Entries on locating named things
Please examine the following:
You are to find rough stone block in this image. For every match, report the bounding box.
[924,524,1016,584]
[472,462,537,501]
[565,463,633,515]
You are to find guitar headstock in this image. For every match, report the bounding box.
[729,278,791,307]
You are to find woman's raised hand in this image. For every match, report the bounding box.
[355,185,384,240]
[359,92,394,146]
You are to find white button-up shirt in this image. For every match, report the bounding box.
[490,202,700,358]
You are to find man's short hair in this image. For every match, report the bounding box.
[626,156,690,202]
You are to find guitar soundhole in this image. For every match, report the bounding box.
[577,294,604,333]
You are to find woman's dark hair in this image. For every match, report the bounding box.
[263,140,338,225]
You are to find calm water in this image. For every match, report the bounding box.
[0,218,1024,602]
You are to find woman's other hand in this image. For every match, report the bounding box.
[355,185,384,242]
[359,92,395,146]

* * *

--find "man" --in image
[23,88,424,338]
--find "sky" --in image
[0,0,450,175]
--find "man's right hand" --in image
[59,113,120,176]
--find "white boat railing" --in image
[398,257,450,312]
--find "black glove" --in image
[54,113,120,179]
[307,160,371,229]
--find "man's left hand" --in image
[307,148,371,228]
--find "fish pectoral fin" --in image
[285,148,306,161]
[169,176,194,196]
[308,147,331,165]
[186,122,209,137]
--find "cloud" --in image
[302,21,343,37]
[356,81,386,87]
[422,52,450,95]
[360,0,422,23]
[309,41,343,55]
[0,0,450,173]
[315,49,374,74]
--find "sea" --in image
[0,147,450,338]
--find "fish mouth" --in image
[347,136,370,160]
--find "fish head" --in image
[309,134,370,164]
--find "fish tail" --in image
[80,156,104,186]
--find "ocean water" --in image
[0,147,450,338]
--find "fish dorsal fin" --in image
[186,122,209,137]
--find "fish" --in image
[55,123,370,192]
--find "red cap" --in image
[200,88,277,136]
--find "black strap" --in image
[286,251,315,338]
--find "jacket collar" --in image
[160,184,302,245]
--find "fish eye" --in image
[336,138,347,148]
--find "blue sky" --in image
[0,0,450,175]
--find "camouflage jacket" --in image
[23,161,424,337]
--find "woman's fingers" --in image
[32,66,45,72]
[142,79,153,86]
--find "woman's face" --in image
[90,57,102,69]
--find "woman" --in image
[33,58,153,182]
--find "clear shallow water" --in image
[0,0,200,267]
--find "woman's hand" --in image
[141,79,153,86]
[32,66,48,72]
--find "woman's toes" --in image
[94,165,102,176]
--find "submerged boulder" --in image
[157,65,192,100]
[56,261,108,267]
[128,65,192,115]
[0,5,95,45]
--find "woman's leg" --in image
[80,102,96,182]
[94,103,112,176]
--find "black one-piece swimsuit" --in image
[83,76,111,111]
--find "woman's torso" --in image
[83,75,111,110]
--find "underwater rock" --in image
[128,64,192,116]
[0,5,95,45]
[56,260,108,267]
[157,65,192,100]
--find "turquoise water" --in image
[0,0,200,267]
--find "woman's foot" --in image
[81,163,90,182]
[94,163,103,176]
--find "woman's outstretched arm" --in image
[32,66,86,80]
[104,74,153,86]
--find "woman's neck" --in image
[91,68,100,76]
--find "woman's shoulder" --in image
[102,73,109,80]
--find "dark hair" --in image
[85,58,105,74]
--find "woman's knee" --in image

▸ EXERCISE DIRECTIONS: Copy out the lines of the entries unchanged, starting at the line that contains "Please examine the" and ending after the line that contains "[565,463,633,515]".

▸ EXERCISE RESULT:
Please examine the following:
You are to find rough stone block in this image. For every match, report the bounding box.
[924,524,1016,584]
[472,462,537,501]
[565,463,633,515]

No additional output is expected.